- _PROBLEM REQUIREMENTS_
All lines from the one containing "[spot] the bird's tail" to the end of the data below are to be returned exactly, both ends included, with nothing added.

- _EXTRACTED DATA_
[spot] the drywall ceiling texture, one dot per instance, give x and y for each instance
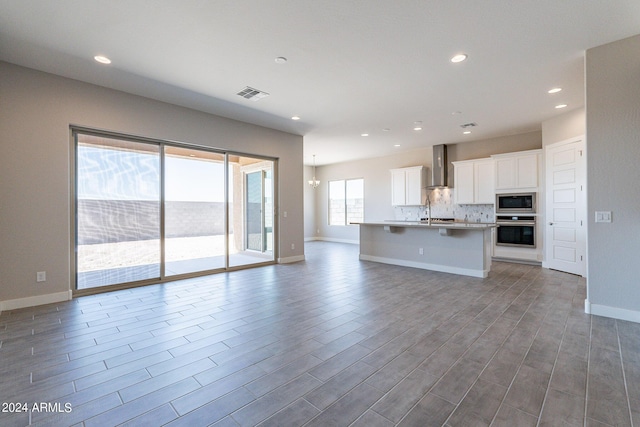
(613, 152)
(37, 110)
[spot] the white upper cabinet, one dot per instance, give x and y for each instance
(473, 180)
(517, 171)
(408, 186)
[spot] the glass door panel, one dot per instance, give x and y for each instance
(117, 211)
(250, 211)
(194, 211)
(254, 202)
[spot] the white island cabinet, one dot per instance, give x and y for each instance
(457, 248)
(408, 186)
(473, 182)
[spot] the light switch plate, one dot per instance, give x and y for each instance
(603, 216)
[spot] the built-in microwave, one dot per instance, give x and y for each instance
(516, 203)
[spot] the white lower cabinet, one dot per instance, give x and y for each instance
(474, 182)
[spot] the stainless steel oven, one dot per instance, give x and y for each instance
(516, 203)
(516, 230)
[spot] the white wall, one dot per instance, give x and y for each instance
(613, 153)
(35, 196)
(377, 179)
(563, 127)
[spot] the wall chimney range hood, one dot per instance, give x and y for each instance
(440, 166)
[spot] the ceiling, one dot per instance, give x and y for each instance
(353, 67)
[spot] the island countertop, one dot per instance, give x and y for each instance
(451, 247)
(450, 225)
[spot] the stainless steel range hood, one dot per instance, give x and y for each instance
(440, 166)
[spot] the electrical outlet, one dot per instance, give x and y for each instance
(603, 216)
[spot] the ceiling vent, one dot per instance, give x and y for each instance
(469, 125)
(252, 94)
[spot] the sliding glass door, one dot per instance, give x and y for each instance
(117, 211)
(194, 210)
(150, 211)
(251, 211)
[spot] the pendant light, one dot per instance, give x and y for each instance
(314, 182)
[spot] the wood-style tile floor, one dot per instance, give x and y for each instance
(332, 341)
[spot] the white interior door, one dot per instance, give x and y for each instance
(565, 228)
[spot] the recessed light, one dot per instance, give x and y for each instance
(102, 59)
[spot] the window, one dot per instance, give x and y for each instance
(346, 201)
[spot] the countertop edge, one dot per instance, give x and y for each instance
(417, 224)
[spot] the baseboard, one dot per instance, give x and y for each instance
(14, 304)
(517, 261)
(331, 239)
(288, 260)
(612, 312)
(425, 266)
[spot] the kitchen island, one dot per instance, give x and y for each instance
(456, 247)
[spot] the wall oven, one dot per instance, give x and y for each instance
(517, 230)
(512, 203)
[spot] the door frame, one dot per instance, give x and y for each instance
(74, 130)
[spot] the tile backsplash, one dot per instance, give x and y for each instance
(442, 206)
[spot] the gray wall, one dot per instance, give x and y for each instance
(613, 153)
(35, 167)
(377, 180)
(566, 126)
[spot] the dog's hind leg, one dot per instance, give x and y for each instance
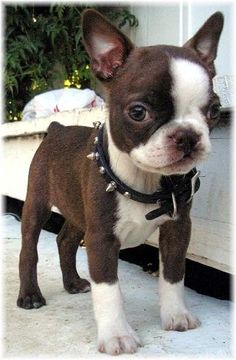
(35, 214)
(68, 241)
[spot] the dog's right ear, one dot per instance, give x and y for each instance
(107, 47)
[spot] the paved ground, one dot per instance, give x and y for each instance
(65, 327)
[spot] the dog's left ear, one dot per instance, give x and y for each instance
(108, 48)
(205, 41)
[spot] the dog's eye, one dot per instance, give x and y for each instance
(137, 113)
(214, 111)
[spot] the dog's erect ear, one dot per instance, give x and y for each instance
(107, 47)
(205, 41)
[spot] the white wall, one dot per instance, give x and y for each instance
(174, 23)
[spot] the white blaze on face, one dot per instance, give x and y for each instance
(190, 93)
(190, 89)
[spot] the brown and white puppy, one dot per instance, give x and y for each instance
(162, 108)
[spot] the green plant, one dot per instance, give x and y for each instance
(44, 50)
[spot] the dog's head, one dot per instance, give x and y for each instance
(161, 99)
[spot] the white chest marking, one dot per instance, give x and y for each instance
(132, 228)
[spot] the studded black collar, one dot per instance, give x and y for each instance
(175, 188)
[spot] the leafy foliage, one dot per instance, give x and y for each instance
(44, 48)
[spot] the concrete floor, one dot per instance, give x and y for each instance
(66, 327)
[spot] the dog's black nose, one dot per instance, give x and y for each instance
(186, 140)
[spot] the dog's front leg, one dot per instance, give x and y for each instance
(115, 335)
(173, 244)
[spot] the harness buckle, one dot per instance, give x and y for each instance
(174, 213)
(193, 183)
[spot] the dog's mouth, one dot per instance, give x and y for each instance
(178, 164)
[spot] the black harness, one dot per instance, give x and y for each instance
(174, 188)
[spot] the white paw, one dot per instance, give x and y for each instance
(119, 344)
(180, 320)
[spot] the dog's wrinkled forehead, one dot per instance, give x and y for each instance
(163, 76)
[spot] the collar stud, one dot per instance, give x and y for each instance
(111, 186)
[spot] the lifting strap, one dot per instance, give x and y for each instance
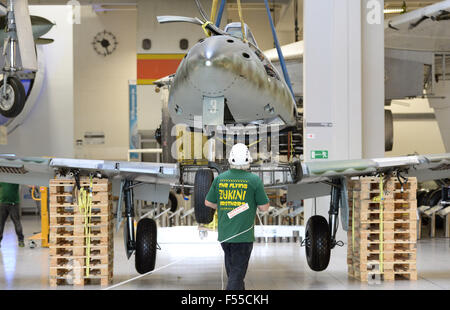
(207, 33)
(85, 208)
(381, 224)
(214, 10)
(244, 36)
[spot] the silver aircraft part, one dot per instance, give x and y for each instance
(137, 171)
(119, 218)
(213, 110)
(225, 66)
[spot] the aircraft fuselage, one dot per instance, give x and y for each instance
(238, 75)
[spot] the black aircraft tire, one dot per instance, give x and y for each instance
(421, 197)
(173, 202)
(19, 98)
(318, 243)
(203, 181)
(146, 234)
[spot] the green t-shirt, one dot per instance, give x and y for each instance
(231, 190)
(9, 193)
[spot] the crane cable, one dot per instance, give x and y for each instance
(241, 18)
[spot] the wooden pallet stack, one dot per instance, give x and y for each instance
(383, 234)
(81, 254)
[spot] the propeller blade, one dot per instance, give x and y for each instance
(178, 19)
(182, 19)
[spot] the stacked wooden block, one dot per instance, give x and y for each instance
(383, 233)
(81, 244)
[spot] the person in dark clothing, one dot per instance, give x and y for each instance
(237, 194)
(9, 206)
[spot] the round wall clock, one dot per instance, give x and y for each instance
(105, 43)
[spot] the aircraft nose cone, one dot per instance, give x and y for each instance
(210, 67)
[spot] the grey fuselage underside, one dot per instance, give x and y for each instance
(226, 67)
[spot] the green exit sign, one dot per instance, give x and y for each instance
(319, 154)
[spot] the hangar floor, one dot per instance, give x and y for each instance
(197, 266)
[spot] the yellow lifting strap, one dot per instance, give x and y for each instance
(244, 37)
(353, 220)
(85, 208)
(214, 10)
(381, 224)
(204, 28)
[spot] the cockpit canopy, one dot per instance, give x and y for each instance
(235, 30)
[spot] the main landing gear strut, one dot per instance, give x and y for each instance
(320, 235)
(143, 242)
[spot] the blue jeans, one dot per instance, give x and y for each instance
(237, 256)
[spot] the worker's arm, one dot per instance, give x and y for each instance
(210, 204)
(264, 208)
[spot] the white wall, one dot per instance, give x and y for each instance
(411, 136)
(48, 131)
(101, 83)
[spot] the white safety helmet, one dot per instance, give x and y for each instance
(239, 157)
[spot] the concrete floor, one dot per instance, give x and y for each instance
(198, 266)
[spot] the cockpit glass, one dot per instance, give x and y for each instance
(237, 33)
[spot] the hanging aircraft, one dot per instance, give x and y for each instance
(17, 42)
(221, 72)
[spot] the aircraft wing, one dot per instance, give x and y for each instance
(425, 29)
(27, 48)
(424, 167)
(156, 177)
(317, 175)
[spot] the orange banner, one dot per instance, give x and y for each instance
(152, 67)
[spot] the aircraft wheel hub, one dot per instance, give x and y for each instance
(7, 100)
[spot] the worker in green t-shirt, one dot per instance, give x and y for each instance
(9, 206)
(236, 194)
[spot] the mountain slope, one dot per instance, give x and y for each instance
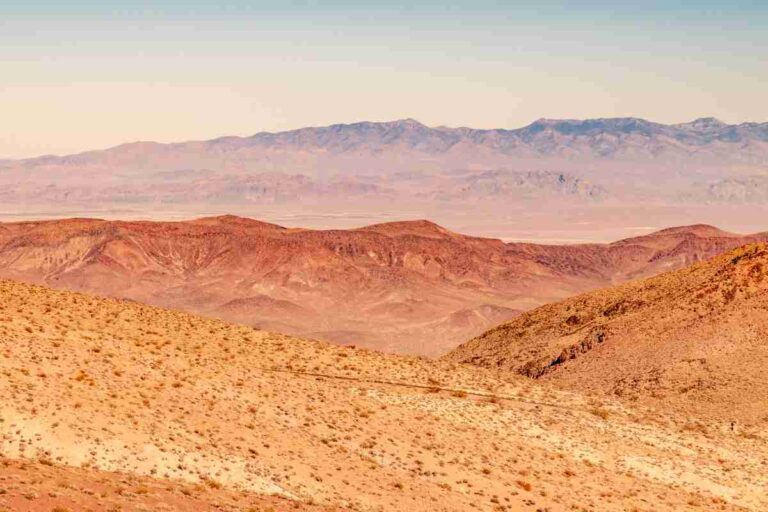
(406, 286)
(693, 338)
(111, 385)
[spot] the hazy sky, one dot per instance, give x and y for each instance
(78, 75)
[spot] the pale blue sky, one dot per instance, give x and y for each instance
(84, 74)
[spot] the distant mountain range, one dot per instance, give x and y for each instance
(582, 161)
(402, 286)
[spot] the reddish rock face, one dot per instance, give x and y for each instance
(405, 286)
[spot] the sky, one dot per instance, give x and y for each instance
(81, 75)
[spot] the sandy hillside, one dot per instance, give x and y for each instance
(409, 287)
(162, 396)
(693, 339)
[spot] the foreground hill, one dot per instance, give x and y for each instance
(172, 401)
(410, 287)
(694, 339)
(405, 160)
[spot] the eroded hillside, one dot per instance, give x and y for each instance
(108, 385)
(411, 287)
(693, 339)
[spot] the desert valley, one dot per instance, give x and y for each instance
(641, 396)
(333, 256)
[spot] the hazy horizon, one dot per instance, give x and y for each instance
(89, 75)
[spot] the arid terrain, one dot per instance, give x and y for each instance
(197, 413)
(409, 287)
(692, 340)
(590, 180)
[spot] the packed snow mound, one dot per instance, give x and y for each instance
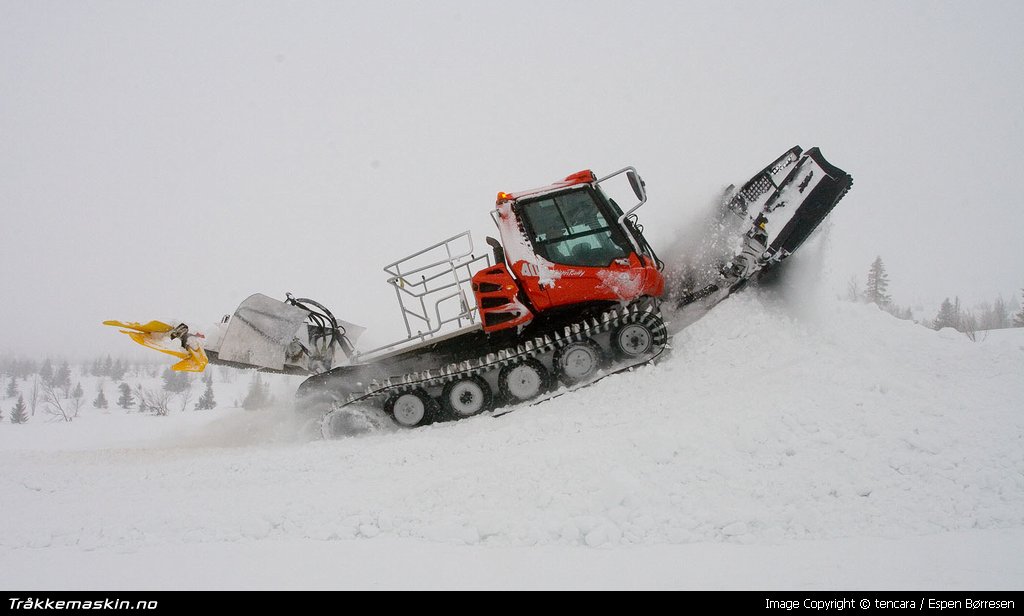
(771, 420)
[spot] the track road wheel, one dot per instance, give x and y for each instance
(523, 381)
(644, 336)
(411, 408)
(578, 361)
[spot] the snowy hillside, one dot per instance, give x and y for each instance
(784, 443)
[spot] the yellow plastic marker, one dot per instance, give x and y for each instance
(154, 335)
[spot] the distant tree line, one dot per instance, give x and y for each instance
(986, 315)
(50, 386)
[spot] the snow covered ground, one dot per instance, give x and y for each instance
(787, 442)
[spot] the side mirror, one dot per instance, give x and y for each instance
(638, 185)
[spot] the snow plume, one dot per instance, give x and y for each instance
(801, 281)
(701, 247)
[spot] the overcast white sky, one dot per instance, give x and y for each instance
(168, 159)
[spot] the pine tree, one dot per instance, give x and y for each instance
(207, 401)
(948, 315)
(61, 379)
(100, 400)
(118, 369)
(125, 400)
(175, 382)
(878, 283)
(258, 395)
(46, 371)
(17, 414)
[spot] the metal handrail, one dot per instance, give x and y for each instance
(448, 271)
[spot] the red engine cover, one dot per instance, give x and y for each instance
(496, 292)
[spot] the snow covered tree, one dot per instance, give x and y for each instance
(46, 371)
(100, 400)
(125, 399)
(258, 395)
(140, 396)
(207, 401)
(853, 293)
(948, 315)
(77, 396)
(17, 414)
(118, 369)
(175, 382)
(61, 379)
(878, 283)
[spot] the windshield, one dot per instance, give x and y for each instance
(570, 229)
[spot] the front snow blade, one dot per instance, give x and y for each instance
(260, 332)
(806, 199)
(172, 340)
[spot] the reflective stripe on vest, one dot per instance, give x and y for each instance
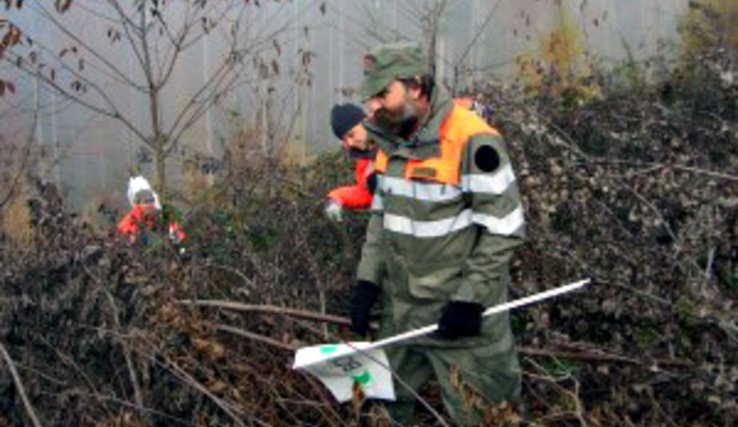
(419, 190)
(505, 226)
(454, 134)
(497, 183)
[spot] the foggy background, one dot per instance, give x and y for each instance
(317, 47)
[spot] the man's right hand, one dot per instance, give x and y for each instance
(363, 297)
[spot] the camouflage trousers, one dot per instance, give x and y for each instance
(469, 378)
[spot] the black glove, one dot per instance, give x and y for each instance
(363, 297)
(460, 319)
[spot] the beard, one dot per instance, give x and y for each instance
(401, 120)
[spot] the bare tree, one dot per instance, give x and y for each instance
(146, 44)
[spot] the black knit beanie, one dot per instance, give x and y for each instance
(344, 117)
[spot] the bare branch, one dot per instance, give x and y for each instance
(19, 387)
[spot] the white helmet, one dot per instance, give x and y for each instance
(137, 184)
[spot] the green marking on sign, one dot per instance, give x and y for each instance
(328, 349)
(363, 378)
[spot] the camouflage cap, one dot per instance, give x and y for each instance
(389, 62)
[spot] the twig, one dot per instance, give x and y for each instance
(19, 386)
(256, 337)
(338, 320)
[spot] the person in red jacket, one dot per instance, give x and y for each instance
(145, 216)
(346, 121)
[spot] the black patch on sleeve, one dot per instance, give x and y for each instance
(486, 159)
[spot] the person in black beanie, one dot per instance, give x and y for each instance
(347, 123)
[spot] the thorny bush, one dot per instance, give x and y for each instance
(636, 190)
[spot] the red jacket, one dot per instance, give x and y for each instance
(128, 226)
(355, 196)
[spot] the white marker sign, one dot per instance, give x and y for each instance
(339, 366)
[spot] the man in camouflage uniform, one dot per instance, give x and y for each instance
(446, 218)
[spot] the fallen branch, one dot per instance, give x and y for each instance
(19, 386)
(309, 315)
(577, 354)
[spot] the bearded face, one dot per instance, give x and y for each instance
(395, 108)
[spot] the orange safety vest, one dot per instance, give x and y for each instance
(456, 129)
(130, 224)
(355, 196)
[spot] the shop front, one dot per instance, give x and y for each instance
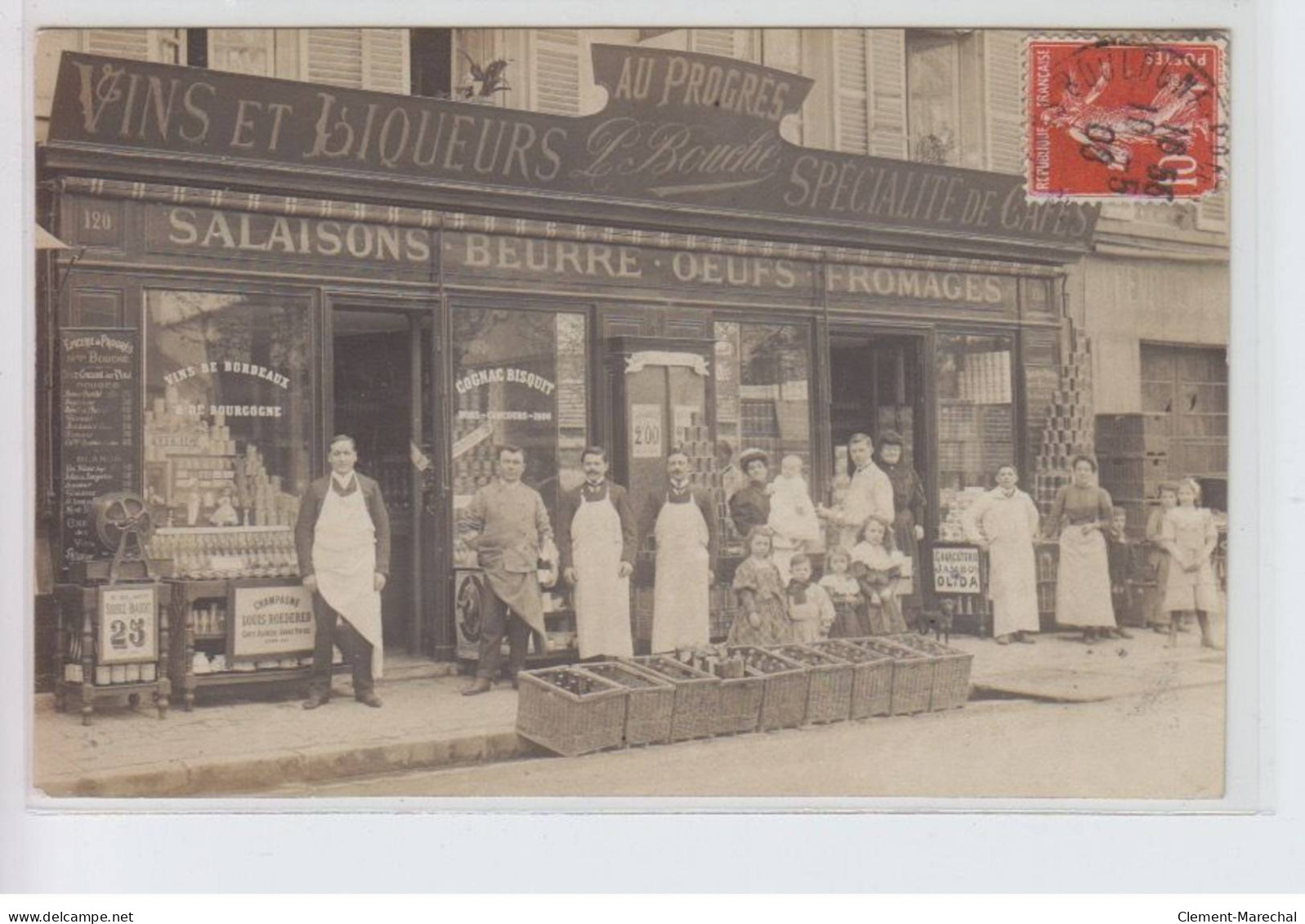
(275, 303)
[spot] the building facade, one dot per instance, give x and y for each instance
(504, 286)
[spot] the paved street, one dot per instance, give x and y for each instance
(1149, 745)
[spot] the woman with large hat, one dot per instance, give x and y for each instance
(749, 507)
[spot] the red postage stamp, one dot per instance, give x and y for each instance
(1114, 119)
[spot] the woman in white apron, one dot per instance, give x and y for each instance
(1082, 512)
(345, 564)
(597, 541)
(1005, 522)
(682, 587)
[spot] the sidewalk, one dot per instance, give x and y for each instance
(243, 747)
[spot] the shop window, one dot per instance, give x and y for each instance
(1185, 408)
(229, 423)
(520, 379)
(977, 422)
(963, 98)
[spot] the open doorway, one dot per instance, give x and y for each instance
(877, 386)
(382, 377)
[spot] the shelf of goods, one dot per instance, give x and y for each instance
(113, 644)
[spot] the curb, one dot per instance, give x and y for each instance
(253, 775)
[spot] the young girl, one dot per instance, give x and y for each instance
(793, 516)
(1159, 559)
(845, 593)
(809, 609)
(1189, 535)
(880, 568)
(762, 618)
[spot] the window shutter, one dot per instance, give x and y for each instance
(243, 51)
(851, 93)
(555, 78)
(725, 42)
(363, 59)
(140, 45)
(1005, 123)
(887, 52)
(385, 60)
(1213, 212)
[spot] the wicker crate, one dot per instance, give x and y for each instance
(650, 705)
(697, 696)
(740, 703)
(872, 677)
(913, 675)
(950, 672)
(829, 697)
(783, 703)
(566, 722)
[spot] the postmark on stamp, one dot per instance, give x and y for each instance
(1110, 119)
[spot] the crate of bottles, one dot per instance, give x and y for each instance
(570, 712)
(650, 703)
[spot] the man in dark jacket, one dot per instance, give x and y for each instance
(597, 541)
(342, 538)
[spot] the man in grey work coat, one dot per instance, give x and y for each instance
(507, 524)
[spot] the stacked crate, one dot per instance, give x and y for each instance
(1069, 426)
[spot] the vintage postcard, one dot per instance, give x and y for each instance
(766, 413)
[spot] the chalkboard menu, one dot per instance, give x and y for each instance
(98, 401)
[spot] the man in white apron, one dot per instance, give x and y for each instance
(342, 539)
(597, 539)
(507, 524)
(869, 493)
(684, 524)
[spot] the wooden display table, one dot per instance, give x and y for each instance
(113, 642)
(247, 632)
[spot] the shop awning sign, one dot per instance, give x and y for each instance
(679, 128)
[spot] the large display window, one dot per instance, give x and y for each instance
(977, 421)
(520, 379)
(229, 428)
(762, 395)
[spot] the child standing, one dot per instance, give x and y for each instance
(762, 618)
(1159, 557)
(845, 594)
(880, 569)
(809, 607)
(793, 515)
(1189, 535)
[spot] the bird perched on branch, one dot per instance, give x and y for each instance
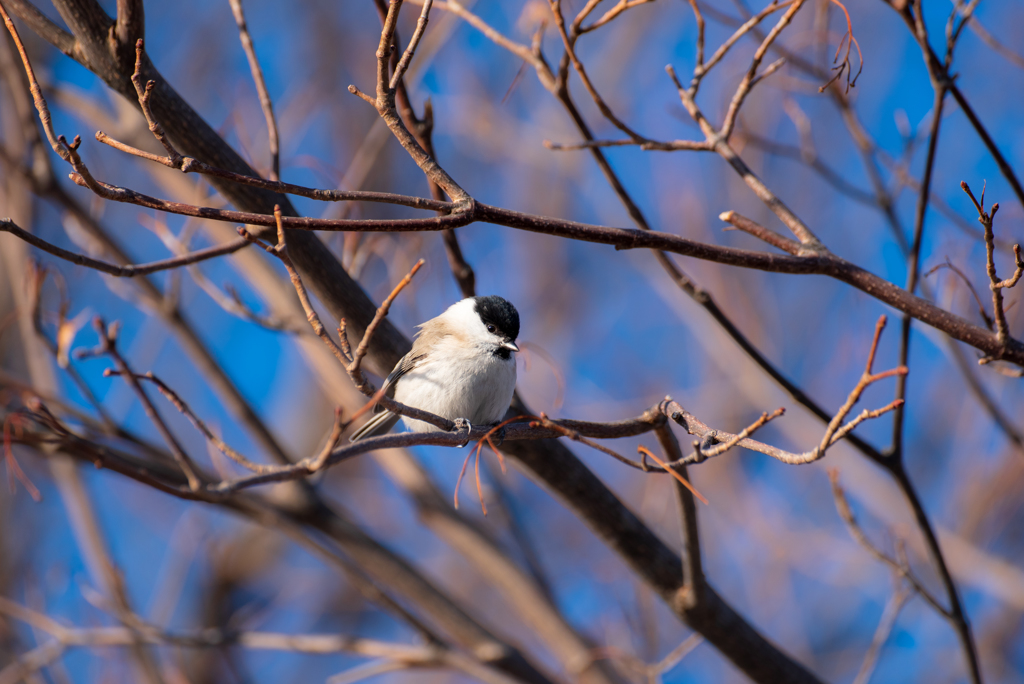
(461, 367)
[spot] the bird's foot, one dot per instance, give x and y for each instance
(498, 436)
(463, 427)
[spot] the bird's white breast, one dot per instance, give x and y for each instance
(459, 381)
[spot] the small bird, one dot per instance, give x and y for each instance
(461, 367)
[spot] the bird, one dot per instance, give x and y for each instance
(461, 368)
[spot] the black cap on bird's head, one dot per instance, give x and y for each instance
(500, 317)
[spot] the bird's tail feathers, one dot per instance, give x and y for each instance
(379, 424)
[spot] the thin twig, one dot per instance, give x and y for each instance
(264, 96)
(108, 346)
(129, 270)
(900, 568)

- _YOUR RESPONSE_
[spot] the bird's tail feathers, one dot per instance, give x and y for each instance
(379, 424)
[spot] the thin twig, one dot per instance, give x and y for each instance
(264, 96)
(108, 346)
(129, 270)
(900, 568)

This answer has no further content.